Page text Start Marker
The most significant difference between the fracture model and the DO model is that the DO model produces a larger bone tissue volume. The rate of bone growth during DO is equivalent to that of the fetus and is four–eight times that of adolescents (Steinbrech et al., 2000; Choi et al., 2002). Unlike the unstable fracture model that demonstrates the plasticity of P-SSCs, the DO model displays other sides of P-SSCs. Runx2 and Sox9 are key triggers of osteogenesis and chondroblast differentiation, with high chromatin accessible in fracture P-SSCs but not in DO (Ransom et al., 2018), indicating that P-SSCs are not in a poised differentiation state in DO but are ready to differentiate in fractures. The genes specifically enriched in P-SSCs during DO are associated with vascularization, adhesion, migration, and responses to mechanical stimulation (Ransom et al., 2018). Disruption of the mechanotransduction pathway FAK led to non-oriented migration of the P-SSCs and failure of DO (Ransom et al., 2018). These data indicated that the primary response of P-SSCs in DO had a close relationship with their migration within the periosteum. Human P-SSCs have been reported to express receptors from chemokine subfamilies CC, CXC, CX3C, and C, which respond to CCL2, CCL25, CXCL8, CXCL12, and CXCL13 (Stich et al., 2008). In mice, MX1 + αSMA + P-SSCs induced high expression of CCR5 and recruitment to the bone defect site (Ortinau et al., 2019). Blocking the CCL5–CCR5 interaction severely interrupts the bone healing process (Ortinau et al., 2019) (Figure 2).

FIGURE 2

The response of P-SSCs in different bone injury models. (A) In unstable fracture condition, P-SSCs acquire the capacity to differentiate into chondrocytes. (B) In DO or defected condition, P-SSCs showed high migratory capabilities. They are recruited into the bone defect site in response to special migration signals.

In conclusion, during unstable fracture healing, osteogenic unipotent P-SSCs become osteogenic and chondrogenic bipotent. The complete the migration capability of the P-SSCs is fundamental to successful DO.

Discussion

In this review, the research progress on P-SSC properties in recent years was summarized. P-SSCs are a population of cells with high proliferation, migration, and osteogenic potential that exhibit plasticity in fractures, but the mechanism regulating this cell fate transition has not yet been fully clarified. The high mobility of P-SSCs is critical to DO. Thoroughly understanding the properties of P-SSCs and their behavior in injury is the cornerstone for their potential clinical application.
Page text End Marker
Provided data Start Marker
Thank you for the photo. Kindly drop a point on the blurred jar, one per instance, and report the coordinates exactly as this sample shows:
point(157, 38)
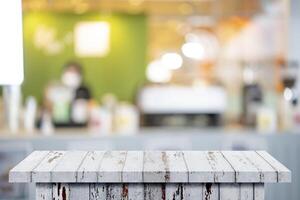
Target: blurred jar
point(126, 119)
Provided data End Marker
Brief => Can you summarize the text on P-SSCs in bone injury models in two sentences?

Expected output => The DO model produces more bone tissue than the fracture model, and in DO, P-SSCs are not poised to differentiate but are enriched in genes for vascularization, adhesion, migration, and mechanical responses, so their migration, which depends on the FAK mechanotransduction pathway, is fundamental to successful DO. In unstable fractures, by contrast, osteogenic unipotent P-SSCs become osteogenic and chondrogenic bipotent, though the mechanism regulating this change in cell fate has not yet been fully clarified.